--- DATA FOR THIS EXERCISE Enclosed Below ---
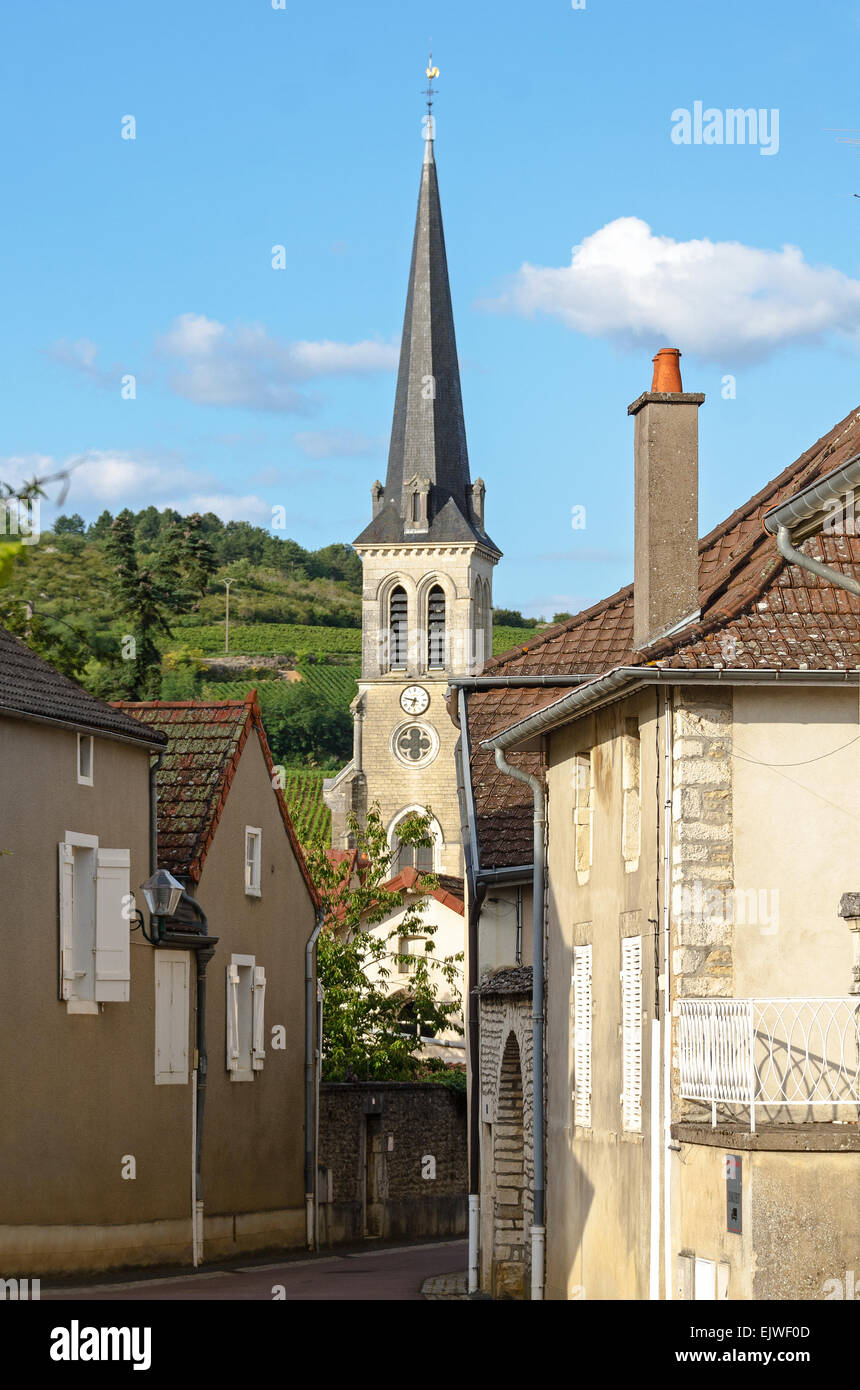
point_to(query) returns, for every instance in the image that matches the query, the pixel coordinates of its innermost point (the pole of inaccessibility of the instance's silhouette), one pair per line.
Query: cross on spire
(431, 72)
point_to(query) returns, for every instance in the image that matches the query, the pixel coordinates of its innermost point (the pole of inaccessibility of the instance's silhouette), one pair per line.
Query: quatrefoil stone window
(414, 744)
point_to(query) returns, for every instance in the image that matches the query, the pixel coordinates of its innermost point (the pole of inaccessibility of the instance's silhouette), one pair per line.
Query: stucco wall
(796, 779)
(77, 1091)
(253, 1157)
(598, 1180)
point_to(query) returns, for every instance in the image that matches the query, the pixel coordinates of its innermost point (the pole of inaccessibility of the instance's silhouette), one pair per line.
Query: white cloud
(243, 366)
(718, 299)
(336, 444)
(82, 355)
(117, 480)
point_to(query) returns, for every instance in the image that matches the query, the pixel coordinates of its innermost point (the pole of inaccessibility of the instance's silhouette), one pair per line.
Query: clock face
(414, 699)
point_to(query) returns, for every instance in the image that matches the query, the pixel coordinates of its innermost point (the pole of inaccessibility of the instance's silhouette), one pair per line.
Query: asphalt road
(367, 1275)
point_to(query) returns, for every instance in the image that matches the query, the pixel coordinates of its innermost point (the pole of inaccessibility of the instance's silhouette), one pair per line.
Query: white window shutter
(259, 1036)
(113, 938)
(67, 920)
(631, 1033)
(232, 1018)
(582, 1036)
(172, 972)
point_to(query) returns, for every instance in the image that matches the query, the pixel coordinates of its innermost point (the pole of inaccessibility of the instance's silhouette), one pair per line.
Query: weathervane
(431, 72)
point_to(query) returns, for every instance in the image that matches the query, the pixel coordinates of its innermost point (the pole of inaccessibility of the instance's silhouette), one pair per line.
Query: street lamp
(161, 894)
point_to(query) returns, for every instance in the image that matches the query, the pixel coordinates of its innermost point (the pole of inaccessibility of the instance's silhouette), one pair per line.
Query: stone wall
(507, 1168)
(392, 1161)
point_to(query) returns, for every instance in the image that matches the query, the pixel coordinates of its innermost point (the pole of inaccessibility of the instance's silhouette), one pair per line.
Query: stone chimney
(666, 567)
--- End of Enclosed DATA FOR THIS EXERCISE ---
### WORK ORDER
The full set of entries should be transcribed exactly, pictures left aside.

### SOLUTION FOR THIS EXERCISE
point_to(query) returns, for every instance in the image that matches the query, the pixel coordinates of its innermost point (the pole of inaccessibility of the instance's silhouette), one pair per line.
Query: cross on spire
(431, 72)
point_to(query) returns, for every instance in the image that matches the query, the pixel coordinates of its innermost point (the pole of inaccessibility of the instance's silhouette), one pair per line.
Query: quatrefoil stone window
(414, 744)
point_to(query) returns, for every instance in the image that matches the query, the pixel coordinates of its innermost point (the pole of inaccessibility of the instance's silhouette), one pair per line.
Query: stucco wall
(796, 779)
(77, 1091)
(253, 1157)
(598, 1180)
point_to(query) returns, for every instance in the image that matches the query, the pixel coordinates of its innermost point (the pole of inaccessibility of the instance's silhouette), one pair per line.
Query: white cloud
(243, 366)
(718, 299)
(336, 444)
(82, 355)
(117, 480)
point_to(query) returns, for every instance in the image that matches the query, the pixel coordinates of its innermost point (the pole of inaccessibility of the instance's silhouette), one pair per line.
Query: clock face
(414, 699)
point_to(query) returns, for every instance in the image that matches the query, the pixel coordinates of its innermost point (the pole of inaccessibility of the instance's silhouette), one pair per line.
Query: asphalt road
(367, 1275)
point_to(query) returns, for every instance in the image that matches the query, the pixel coordinates of its innermost point (the pole of inaccessibility of the instance's silhouette), one pair per line.
Query: white window shutter
(259, 1036)
(113, 938)
(67, 920)
(631, 1033)
(232, 1018)
(582, 1036)
(172, 972)
point_to(query) returns, for every instance in the image that matches the query, the pixel coordinates of its innermost point (the pole of inaccessibility of the instance's silhouette), one pair per line.
Query: weathervane
(431, 72)
point_to(query) returns, for every instance in the image that matches the query, the pixel coordinates of its innermost point (the pole of inaccessibility of the instance's silhouette), one pair per line.
Query: street lamp
(161, 894)
point_to(query) returns, for every instance in the image that matches the query, the pixel coordinates of its innermost point (the pole of inaccessibility of the instance's silhouette), one pair per line.
Query: stone wall
(507, 1168)
(392, 1161)
point_to(query) returns, for every instance in the image that matches the query, the pixel coordinates of its innermost point (the pole of inaccessibility of the instance's silhouette), one pair per line.
Query: stone chimney
(666, 567)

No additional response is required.